THINGS TO DO -
• 1. Reproduce the passage on imputation and drop-out word for word from "Table 10.2 provides" to "more detailed results.".
• 2. Resume the passage on imputation and drop-out from the point where it stops.

These statements produce imputations with marginal distributions much closer to the observed data. Also, the trace lines now show normal behavior (not shown). Convergence occurs rapidly in about 5-10 iterations.

Figure 10.4 displays the distributions of IQ and coping. The nonrespondents have slightly lower IQ scores, but not as extreme as in Figure 10.3. There are now hardly any differences in coping.

### 10.1.5 Results

Table 10.2 provides estimates of the percentage of three health problems, both uncorrected and corrected for selective drop-out. As expected, all estimates are adjusted upward. Note that the prevalence of visual problems tripled to 4.7% after correction. While this increase is substantial, it is well within the range of odds ratios of 2.6 and 4.4 reported by Hille et al. (2005). The adjustment shows that prevalence estimates in the whole group can be substantially higher than in the group of full responders. Hille et al. (2007) provide additional and more detailed results.

DATA UNDER STUDY -
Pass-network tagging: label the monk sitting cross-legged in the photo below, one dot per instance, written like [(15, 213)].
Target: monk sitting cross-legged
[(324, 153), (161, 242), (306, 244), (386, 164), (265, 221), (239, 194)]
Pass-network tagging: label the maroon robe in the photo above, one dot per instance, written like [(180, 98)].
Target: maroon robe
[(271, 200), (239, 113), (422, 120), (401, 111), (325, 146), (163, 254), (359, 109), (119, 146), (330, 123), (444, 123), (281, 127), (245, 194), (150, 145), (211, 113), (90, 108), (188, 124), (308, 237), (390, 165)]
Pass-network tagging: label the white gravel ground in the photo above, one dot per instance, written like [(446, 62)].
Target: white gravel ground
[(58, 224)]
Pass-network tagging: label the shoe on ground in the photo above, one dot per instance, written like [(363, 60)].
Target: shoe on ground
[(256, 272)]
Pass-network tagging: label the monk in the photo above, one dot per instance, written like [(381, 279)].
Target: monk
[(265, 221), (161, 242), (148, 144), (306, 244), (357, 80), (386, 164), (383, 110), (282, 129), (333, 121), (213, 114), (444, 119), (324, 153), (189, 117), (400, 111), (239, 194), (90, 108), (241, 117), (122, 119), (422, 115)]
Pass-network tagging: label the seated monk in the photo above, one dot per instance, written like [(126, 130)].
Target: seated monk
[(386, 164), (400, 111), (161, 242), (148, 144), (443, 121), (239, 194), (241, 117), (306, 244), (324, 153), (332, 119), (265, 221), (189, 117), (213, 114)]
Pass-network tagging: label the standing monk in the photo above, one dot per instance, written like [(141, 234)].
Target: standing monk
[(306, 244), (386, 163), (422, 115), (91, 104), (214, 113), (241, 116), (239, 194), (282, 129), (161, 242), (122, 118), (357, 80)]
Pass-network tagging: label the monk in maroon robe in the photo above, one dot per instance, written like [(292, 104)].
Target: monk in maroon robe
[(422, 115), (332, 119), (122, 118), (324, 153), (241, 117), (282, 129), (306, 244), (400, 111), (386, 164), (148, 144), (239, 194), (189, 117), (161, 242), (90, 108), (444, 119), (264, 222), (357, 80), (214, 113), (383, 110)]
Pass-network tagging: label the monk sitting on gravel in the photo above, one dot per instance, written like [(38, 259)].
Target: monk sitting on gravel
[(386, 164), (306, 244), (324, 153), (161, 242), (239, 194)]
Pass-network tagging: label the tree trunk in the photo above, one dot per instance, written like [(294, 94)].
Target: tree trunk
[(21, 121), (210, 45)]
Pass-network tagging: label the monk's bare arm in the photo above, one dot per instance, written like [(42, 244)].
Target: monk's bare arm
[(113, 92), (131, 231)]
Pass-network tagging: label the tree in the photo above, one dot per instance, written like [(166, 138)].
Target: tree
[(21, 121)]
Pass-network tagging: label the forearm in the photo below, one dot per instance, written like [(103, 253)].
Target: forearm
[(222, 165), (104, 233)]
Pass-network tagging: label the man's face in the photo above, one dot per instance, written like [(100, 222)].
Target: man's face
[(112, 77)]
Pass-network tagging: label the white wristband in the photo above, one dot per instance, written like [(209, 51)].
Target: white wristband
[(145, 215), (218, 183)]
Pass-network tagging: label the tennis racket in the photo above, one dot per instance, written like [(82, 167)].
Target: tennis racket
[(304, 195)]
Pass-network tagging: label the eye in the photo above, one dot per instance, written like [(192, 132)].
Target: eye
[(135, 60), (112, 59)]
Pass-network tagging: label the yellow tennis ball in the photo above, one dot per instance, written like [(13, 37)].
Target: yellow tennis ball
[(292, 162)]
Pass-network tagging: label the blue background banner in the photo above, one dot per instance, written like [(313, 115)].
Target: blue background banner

WRITTEN RESPONSES -
• 1.
Table 10.2 provides estimates of the percentage of three health problems, both uncorrected and corrected for selective drop-out. As expected, all estimates are adjusted upward. Note that the prevalence of visual problems tripled to 4.7% after correction. While this increase is substantial, it is well within the range of odds ratios of 2.6 and 4.4 reported by Hille et al. (2005). The adjustment shows that prevalence estimates in the whole group can be substantially higher than in the group of full responders. Hille et al. (2007) provide additional and more detailed results.

• 2.
\(n_{\rm obs}\) | Full | \(n\) | All | |||
---|---|---|---|---|---|---|

Severe visual handicap | 690 | 1.4 | (0.5-2.3) | 959 | 4.7 | (1.0-10.9) |

Asthma, bronchitis, CARA | 690 | 8.0 | (5.9-10.0) | 959 | 9.2 | (6.9-11.2) |

ADHD | 666 | 4.7 | (3.1-6.3) | 959 | 5.7 | (3.8-10.8) |

### 10.1.6 Conclusion

Many studies are plagued by selective drop-out. Multiple imputation provides an intuitive way to adjust for drop-out, thus enabling estimation of statistics relative to the entire cohort rather than the subgroup. The method assumes MAR. The formulation of the imputation model requires some care. Section 10.1.3 outlines a simple strategy to specify the predictor matrix to fit an imputation model for multiple uses. This methodology is easily adapted to other studies.

Section 10.1.4 illustrates that multiple imputation is not without dangers. The imputations produced by the initial model were far off, which underlines the importance of diagnostic evaluation of the imputed data. A disadvantage of the approach taken to alleviate the problem is that it preserves the relations between the variables in Set 3 only insofar as they are related through their common predictors. These relations may thus be attenuated. Some alternatives were highlighted, and an especially promising one is to impute blocks of variables (cf. Section 4.7.2). Whatever is done, it is important to diagnose aberrant algorithmic behavior, and decide on an appropriate strategy to prevent it given the scientific questions at hand.